Instruction 1:
Repeat the passage of the rice importation article that begins at the words "Guevarra said that" and stops after "tons of rice.".

Document section:
Alcala, Calayag face plunder over Vietnam rice importation


Agriculture Secretary Proceso Alcala and National Food Authority (NFA) Administrator Orlan Calayag are facing graft and plunder charges before the Office of the Ombudsman over the P457-million participation in the rice importation of the country with Vietnam.

In a 10-page criminal complaint, lawyer Argee Guevarra assailed the P4.1-billion government-to-government (G2G) transaction between the Philippines and Vietnam, wherein both accused were said to have shored huge amounts of money in kickbacks.

Guevarra said that in April 2013, NFA officials transacted with Truong Thanh Phong, general director of Vietnam Southern Food Corporation (Vina Food II), for the importation of 205,700 metric tons of rice.

The lawyer added that Calayag, deputy administrator Dennis Guerrero, and a certain fixer “Buddy R” were billeted at the Shangri-La Hotel in Makati City on April 1, 2013 at around two in the afternoon.

Instruction 2:
Please pick out each line of the listing below that contains the word "distant", and copy those lines as they appear.

Items listed in a dataset:
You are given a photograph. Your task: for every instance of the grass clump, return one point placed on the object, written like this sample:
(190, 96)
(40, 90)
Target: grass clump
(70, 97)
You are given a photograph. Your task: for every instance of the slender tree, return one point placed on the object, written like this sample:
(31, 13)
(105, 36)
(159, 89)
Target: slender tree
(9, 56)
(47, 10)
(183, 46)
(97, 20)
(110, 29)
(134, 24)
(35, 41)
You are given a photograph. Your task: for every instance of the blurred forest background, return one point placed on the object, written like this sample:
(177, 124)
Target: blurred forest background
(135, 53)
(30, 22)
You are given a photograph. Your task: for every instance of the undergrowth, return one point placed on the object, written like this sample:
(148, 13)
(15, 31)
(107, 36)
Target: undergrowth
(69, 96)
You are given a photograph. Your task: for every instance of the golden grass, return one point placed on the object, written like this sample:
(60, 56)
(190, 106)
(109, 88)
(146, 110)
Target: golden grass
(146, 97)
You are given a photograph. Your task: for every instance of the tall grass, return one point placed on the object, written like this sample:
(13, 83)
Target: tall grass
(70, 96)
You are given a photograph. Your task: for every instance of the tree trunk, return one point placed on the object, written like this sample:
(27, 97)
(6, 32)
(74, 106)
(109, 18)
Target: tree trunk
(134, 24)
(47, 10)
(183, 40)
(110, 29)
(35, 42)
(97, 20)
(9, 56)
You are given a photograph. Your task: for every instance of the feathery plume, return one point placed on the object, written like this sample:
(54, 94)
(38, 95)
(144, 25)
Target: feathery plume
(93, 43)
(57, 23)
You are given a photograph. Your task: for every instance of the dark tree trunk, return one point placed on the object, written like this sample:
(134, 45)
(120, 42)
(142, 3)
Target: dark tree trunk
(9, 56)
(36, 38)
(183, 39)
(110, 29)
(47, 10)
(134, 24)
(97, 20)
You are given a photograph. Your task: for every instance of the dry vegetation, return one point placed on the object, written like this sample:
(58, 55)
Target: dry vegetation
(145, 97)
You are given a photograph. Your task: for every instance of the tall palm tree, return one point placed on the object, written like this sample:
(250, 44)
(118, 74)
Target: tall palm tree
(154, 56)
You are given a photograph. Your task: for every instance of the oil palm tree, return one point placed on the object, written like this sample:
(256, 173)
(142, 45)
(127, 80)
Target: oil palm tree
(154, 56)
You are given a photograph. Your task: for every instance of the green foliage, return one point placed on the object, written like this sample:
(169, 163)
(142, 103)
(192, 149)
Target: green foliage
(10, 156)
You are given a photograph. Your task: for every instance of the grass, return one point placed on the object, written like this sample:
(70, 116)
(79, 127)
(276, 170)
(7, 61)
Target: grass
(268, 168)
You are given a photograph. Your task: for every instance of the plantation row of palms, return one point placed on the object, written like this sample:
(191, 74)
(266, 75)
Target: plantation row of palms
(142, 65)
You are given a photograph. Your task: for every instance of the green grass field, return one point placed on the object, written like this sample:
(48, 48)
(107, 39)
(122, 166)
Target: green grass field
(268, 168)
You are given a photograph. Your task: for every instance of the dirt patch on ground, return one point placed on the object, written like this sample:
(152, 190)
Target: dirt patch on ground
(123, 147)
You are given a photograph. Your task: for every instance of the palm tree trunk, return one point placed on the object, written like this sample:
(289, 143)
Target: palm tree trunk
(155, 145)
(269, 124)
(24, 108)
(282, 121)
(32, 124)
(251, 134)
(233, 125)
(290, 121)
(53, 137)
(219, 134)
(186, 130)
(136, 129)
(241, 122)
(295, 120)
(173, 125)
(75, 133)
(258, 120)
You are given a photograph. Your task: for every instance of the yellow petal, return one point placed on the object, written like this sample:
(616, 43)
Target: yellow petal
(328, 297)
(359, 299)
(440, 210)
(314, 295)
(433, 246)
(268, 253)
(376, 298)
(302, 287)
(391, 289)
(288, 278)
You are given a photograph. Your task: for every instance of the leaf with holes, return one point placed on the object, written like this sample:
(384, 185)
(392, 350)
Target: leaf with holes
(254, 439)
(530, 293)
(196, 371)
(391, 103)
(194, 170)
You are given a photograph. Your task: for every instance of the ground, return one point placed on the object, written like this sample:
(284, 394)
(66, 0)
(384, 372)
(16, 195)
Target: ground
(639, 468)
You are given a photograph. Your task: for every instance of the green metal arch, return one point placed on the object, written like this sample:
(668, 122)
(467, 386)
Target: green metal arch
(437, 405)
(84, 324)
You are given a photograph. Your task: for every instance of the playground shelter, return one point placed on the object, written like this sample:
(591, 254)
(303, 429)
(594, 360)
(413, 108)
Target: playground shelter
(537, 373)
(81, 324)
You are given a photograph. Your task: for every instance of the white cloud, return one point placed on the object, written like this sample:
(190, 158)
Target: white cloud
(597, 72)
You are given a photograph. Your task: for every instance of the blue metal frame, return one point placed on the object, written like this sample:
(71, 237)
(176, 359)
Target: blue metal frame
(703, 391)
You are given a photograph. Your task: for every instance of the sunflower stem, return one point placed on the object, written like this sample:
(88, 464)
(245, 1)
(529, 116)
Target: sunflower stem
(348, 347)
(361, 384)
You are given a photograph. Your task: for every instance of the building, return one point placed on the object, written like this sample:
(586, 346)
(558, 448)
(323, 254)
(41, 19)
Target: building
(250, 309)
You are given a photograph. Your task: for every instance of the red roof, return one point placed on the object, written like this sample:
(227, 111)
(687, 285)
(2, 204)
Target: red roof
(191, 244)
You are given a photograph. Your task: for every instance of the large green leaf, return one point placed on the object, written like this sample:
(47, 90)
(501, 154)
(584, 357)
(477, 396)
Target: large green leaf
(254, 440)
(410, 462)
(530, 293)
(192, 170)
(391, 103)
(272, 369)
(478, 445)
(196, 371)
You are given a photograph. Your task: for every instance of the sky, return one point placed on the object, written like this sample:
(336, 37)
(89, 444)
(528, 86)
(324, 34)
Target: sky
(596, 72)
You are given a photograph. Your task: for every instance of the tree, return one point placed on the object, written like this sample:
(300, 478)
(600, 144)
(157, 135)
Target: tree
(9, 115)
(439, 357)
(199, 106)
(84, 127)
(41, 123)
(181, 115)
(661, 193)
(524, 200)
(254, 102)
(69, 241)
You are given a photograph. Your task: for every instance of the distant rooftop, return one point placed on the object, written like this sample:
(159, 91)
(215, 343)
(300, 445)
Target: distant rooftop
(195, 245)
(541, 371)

Result 1:
Guevarra said that in April 2013, NFA officials transacted with Truong Thanh Phong, general director of Vietnam Southern Food Corporation (Vina Food II), for the importation of 205,700 metric tons of rice.

Result 2:
You are given a photograph. Your task: for every instance of the distant rooftop, return one point placed on the object, written like this sample:
Target: distant rooftop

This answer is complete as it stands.